■ What is needed
Please transcribe the lines from the one containing "Return the outline of every instance of the street" through the one containing "POLYGON ((552 543, 545", both included, and nothing else.

* BEGIN Provided records *

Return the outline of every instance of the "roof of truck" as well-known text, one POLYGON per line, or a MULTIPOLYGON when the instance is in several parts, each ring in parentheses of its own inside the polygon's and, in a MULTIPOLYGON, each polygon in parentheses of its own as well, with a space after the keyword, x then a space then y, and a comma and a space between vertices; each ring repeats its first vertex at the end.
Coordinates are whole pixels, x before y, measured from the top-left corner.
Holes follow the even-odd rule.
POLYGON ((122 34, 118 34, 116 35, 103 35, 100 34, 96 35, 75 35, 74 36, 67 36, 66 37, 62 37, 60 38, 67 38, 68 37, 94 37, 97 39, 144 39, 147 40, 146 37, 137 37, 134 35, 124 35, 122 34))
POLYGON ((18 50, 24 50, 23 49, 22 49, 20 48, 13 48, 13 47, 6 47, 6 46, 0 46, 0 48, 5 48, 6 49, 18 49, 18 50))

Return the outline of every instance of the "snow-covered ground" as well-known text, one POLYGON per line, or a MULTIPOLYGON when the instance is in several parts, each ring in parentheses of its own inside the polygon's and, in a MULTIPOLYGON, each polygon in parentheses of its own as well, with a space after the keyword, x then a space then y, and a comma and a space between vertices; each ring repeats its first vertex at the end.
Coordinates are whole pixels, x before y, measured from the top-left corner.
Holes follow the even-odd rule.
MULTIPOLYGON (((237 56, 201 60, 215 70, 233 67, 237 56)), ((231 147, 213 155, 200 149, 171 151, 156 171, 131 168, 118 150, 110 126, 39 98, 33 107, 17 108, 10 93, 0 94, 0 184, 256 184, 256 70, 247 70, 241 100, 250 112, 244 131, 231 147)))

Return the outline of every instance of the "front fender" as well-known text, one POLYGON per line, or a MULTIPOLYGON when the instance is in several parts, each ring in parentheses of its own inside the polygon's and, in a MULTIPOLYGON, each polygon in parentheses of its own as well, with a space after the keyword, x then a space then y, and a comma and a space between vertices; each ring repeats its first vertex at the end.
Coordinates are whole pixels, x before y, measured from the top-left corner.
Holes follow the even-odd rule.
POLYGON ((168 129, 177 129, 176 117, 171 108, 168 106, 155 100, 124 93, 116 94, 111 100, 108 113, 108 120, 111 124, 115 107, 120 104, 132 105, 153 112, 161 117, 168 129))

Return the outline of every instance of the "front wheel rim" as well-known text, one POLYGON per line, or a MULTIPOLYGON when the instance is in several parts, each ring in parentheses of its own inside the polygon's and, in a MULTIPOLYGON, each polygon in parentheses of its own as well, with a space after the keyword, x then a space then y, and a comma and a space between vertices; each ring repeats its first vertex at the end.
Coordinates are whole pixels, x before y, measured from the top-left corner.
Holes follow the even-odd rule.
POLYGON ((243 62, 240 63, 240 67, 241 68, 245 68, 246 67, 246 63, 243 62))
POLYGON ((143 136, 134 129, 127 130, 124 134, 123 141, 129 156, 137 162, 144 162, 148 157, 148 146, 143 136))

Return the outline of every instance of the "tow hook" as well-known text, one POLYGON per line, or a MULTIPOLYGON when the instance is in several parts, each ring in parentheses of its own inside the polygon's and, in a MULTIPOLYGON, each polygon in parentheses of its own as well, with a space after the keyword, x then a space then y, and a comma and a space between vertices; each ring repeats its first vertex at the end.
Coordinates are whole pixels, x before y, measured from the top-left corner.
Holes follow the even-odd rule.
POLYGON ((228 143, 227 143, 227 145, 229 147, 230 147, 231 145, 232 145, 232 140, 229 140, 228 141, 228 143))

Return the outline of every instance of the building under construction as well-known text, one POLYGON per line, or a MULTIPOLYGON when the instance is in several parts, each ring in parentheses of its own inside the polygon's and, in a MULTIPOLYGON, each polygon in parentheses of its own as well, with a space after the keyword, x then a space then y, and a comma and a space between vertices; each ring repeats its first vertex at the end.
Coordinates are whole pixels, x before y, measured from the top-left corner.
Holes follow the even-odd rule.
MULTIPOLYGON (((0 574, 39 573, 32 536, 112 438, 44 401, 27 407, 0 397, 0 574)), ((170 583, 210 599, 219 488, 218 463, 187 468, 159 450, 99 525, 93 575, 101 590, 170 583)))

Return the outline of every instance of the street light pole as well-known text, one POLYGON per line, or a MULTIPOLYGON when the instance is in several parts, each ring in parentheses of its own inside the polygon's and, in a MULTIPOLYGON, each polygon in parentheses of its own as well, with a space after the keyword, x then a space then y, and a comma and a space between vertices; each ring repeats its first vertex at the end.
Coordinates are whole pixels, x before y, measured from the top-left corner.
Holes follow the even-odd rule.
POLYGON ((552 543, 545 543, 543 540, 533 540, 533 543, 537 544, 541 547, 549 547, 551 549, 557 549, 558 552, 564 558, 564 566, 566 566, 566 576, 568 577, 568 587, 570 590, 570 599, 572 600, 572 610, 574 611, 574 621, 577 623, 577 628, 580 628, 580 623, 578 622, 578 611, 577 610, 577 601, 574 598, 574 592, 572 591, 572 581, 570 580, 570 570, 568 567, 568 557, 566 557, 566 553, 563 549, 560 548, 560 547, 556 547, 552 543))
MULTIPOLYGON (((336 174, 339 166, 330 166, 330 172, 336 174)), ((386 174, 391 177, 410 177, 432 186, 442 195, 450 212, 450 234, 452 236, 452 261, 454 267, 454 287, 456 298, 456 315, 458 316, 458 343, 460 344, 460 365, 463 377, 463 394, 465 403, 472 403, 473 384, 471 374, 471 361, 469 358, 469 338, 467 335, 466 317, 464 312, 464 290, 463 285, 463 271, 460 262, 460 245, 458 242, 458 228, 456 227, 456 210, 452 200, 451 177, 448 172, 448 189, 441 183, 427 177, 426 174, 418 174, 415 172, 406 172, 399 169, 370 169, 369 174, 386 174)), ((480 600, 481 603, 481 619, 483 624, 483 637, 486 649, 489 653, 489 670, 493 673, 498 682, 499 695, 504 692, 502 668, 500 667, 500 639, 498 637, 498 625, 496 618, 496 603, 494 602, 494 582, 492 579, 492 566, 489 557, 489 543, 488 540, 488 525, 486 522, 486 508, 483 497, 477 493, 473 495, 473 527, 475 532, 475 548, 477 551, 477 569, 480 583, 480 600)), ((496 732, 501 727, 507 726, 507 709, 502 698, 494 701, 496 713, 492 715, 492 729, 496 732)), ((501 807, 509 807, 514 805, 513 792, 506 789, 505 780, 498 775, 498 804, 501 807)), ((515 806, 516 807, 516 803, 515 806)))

* END Provided records *

■ Task solution
Return the outline of every instance of the street light pole as well-known text, one POLYGON per line, or a MULTIPOLYGON when the instance is in several parts, each ring in parentheses of its own inside the polygon's and, in a MULTIPOLYGON, each polygon in parentheses of its own as well, with a space after the keyword, x then a space then y, and a comma and a space between vertices; each ring repeats its first vertex at the end.
Coordinates are whole pixels, x before y, measured from the top-left corner.
Holes follow the even-odd rule.
POLYGON ((552 543, 545 543, 543 540, 533 540, 533 543, 537 544, 541 547, 549 547, 551 549, 557 549, 558 552, 564 558, 564 566, 566 566, 566 576, 568 577, 568 587, 570 590, 570 599, 572 600, 572 610, 574 611, 574 621, 577 623, 577 628, 580 628, 580 623, 578 622, 578 611, 577 610, 577 601, 574 598, 574 592, 572 591, 572 581, 570 580, 570 570, 568 567, 568 557, 566 557, 566 553, 563 549, 560 548, 560 547, 556 547, 552 543))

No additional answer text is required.